» WRITTEN EXERCISE
Please quote the material exactly, every line of it.
======== ENTRIES ========
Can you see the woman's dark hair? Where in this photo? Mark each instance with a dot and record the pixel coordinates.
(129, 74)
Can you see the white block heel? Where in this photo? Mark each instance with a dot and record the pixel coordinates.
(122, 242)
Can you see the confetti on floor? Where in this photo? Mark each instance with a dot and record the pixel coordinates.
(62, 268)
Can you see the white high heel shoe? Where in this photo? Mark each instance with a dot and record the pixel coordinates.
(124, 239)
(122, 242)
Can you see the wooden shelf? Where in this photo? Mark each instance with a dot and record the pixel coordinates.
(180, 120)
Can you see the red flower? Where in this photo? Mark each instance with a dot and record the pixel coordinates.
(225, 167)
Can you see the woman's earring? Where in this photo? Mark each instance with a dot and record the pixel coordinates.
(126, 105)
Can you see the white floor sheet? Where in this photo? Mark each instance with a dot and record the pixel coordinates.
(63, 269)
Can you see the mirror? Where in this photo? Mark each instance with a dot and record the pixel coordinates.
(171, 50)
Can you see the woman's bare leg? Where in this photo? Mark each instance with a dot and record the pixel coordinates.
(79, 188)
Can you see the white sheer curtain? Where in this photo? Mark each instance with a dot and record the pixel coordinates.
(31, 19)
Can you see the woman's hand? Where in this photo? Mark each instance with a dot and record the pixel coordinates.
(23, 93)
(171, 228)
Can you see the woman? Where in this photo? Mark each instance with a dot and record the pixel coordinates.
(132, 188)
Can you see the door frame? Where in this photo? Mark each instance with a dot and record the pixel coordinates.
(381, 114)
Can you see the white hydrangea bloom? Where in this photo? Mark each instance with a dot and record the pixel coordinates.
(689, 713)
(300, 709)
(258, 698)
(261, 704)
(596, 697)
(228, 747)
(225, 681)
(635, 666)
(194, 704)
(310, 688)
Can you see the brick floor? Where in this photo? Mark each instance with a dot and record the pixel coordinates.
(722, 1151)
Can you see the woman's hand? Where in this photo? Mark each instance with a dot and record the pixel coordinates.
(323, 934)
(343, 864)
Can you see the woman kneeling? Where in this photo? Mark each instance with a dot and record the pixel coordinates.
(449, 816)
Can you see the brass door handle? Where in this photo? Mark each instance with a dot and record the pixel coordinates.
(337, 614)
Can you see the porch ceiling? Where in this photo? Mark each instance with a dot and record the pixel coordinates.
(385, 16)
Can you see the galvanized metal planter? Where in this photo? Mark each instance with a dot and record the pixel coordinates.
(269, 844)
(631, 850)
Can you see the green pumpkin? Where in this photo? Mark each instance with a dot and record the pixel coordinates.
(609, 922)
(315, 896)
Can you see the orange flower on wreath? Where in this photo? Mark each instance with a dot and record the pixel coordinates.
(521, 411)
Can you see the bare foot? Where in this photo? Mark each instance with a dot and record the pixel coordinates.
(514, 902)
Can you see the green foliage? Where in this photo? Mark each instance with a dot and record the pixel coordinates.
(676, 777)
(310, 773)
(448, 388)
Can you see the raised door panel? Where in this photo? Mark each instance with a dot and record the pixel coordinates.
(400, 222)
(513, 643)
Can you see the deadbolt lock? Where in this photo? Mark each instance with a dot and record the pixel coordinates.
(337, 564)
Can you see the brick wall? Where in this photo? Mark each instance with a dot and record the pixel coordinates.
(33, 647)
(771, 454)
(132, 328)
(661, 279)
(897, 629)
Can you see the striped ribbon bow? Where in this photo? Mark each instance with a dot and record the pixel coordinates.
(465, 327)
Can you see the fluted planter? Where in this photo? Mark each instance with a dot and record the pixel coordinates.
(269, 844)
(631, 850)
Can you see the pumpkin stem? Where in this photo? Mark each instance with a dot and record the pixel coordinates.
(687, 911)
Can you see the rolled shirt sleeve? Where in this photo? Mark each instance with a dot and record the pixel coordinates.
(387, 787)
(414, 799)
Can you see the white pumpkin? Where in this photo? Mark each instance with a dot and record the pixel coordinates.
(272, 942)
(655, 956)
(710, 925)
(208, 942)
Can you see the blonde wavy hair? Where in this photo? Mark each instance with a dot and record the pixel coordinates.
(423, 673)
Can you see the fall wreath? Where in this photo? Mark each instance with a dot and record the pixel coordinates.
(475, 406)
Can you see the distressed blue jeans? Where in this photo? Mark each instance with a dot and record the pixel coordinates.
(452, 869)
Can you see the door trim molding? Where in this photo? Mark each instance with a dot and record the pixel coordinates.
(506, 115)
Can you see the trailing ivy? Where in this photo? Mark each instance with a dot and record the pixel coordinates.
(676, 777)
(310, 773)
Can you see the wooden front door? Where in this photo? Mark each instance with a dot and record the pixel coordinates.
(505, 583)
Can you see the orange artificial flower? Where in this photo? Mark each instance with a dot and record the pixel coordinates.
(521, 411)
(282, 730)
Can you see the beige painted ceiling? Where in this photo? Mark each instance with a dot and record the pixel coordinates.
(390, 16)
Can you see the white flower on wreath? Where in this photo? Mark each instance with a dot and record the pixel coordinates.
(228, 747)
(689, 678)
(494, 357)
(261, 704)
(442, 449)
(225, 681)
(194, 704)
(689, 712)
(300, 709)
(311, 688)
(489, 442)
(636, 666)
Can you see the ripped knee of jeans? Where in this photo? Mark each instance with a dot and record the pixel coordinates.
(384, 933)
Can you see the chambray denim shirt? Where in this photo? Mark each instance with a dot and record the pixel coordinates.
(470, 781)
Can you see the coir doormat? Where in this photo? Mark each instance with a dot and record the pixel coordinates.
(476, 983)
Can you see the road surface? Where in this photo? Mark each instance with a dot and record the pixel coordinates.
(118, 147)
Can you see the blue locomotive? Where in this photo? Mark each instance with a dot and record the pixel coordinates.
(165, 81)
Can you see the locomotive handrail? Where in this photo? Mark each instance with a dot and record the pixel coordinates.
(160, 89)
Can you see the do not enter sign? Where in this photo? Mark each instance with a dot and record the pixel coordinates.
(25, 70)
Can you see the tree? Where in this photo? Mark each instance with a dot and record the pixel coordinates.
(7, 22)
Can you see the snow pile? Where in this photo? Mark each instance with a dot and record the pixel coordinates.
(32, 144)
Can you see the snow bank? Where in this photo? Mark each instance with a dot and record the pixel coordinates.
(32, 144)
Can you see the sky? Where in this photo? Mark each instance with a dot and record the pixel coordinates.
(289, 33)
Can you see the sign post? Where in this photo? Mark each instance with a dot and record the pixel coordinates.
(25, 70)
========
» RESPONSE TO THIS EXERCISE
Can you see the woman's dark hair? Where in this photo? Mark each instance with a dot and record the pixel coordinates.
(129, 74)
Can you see the white block heel? Where in this photo? Mark each instance with a dot and record the pixel coordinates.
(122, 242)
Can you see the confetti on floor? Where in this photo? Mark each instance with a dot and record the pixel coordinates.
(62, 268)
Can you see the white high heel shoe? Where in this photo? Mark each instance with a dot and record the pixel coordinates.
(124, 239)
(122, 242)
Can you see the wooden shelf? Where in this photo? Mark each instance with a dot and record the pixel coordinates.
(180, 120)
Can you see the red flower? Where in this photo? Mark each instance with a dot and record the pixel coordinates.
(225, 167)
Can you see the woman's earring? Where in this photo? Mark each instance with a dot and record the pixel coordinates.
(126, 105)
Can you see the white floor sheet? Where in this photo? Mark each instance with a dot and record the pixel coordinates.
(63, 269)
Can you see the mirror? Where in this photo? Mark each instance with a dot and record the pixel coordinates.
(171, 50)
Can you see the woman's bare leg? Where in this photo? Mark each instance with a dot and record the pixel coordinates.
(79, 188)
Can you see the white sheer curtain? Where in this photo? Mark each instance with a dot and record the pixel coordinates.
(31, 19)
Can you see the woman's hand? Where in this photo? Mark each instance with a dot and record the pixel coordinates.
(23, 93)
(171, 228)
Can you see the woman? Where in this photo? Mark each instance with a dot and record the pixel coordinates.
(132, 188)
Can you see the door frame? Where in this photo? Mark each instance with a dot and record the pixel coordinates.
(381, 114)
Can you see the white hydrangea bloom? Where in this photo? Mark each instance with a dot and record the pixel coordinates.
(689, 713)
(300, 709)
(258, 698)
(261, 704)
(596, 697)
(228, 747)
(225, 681)
(635, 666)
(194, 704)
(310, 688)
Can you see the brick floor? Where in this photo? Mark each instance with a dot and record the pixel coordinates.
(722, 1151)
Can you see the woman's hand? Where in this photo? Mark each instance with a dot and record the pixel coordinates.
(323, 934)
(343, 864)
Can you see the woman kneeling? Where in this photo? Mark each instance with a dot and record the pixel coordinates.
(449, 816)
Can you see the brass door handle? Where in this photo? Mark each instance with a dot and record the pixel coordinates.
(337, 614)
Can you see the porch ceiling? Where in this photo? Mark each instance with a dot and record the pixel coordinates.
(385, 16)
Can you see the galvanized metal planter? Where in this photo? Mark each instance with a dot and record the pixel coordinates.
(269, 844)
(631, 850)
Can you see the green pumpkin? Where in this photo? Mark each instance with a dot and record the pixel coordinates.
(609, 922)
(315, 896)
Can you see the orange flower on wreath? Where in this photo? Mark each instance with a dot and record the pixel coordinates.
(521, 411)
Can you see the bare foot? Where in this photo? Mark each instance with a dot and record the pixel coordinates.
(514, 902)
Can you see the green foliage? Where in this photo? Mark each instance with a dot and record the pixel coordinates.
(676, 777)
(310, 773)
(448, 388)
Can you see the raised door panel? Where in this photo? Mark each instance with a dot and record the pixel coordinates.
(400, 222)
(513, 643)
Can you see the deadbolt lock? Where in this photo? Mark each instance with a dot and record the pixel coordinates.
(337, 564)
Can you see the brick wall? Where in this photo? Mark each instance with a dot and record the pixel coordinates.
(33, 647)
(771, 454)
(132, 328)
(661, 279)
(897, 629)
Can you see the striped ribbon bow? Where in this photo? Mark each instance with a dot and record the pixel coordinates.
(465, 327)
Can you see the fluted planter? Where in this photo? Mark each instance with a dot and record the pixel coordinates.
(269, 844)
(631, 850)
Can you see the pumpkin stem? Where in this photo? Mark each instance with a dot and record the pixel coordinates.
(687, 911)
Can you see the rolled shirt sleeve? Where in this photo? Mark each instance with a dot and record the pixel coordinates.
(387, 787)
(414, 799)
Can you see the white pumpkin? Where in this photo? Mark each instance with a dot and record the pixel coordinates.
(272, 942)
(655, 956)
(710, 925)
(208, 942)
Can you see the blonde wavy hair? Where in this photo? Mark each instance with a dot and record the pixel coordinates.
(423, 673)
Can you see the fall wreath? Where in this photo? Mark each instance with a dot and record the pixel coordinates.
(475, 406)
Can you see the distressed blue jeans? Where in this photo? Mark each instance with a dot and record the pixel coordinates.
(452, 869)
Can you see the door trim molding? Where in this photo? Mark each instance with a dot and record the pixel coordinates.
(506, 115)
Can you see the trailing ivy? Where in this photo? Mark each instance with a dot and record the pixel coordinates.
(676, 777)
(310, 773)
Can you see the wooden front door? Where in this photo? Mark each instance with a dot and record the pixel coordinates.
(505, 583)
Can you see the orange artificial flower? Where in this photo? Mark each instance with a dot and record the pixel coordinates.
(521, 411)
(282, 730)
Can you see the beige painted ceiling? Where in this photo? Mark each instance with a dot and record the pixel coordinates.
(390, 16)
Can you see the white flower on wreath? Where in this photo? Mark each instance with a dot and record the pixel coordinates.
(228, 747)
(689, 678)
(494, 357)
(261, 704)
(442, 449)
(225, 681)
(194, 704)
(689, 712)
(300, 709)
(311, 688)
(489, 442)
(636, 666)
Can you see the ripped knee of jeans? Where in this photo? Mark each instance with a dot and record the pixel coordinates.
(384, 933)
Can you see the chambray denim shirt? Where in this photo? Mark each instance with a dot and record the pixel coordinates.
(470, 781)
Can you see the coir doormat? Where in this photo? Mark each instance with a dot and record the pixel coordinates.
(476, 983)
Can you see the road surface? Where in this photo? Mark each instance with a dot and record the pixel coordinates.
(118, 147)
Can you see the blue locomotive? Where in this photo? Mark each instance with a dot and record the pixel coordinates.
(165, 81)
Can you see the locomotive handrail? Where in this photo? Mark each instance with a dot and record the pixel coordinates.
(160, 89)
Can you see the do not enter sign? Where in this photo? Mark each instance with a dot and record the pixel coordinates.
(25, 70)
Can you see the tree? Where in this photo? Mark each instance with a dot and record the pixel coordinates.
(7, 22)
Can you see the snow pile? Where in this photo? Mark each instance with a dot and record the pixel coordinates.
(32, 144)
Can you see the snow bank? Where in this photo? Mark each instance with a dot and record the pixel coordinates.
(32, 144)
Can you see the sky? Where in this photo? Mark each instance with a dot and record the pixel coordinates.
(289, 33)
Can you see the sign post? Where in this photo? Mark each instance with a dot and record the pixel coordinates.
(25, 70)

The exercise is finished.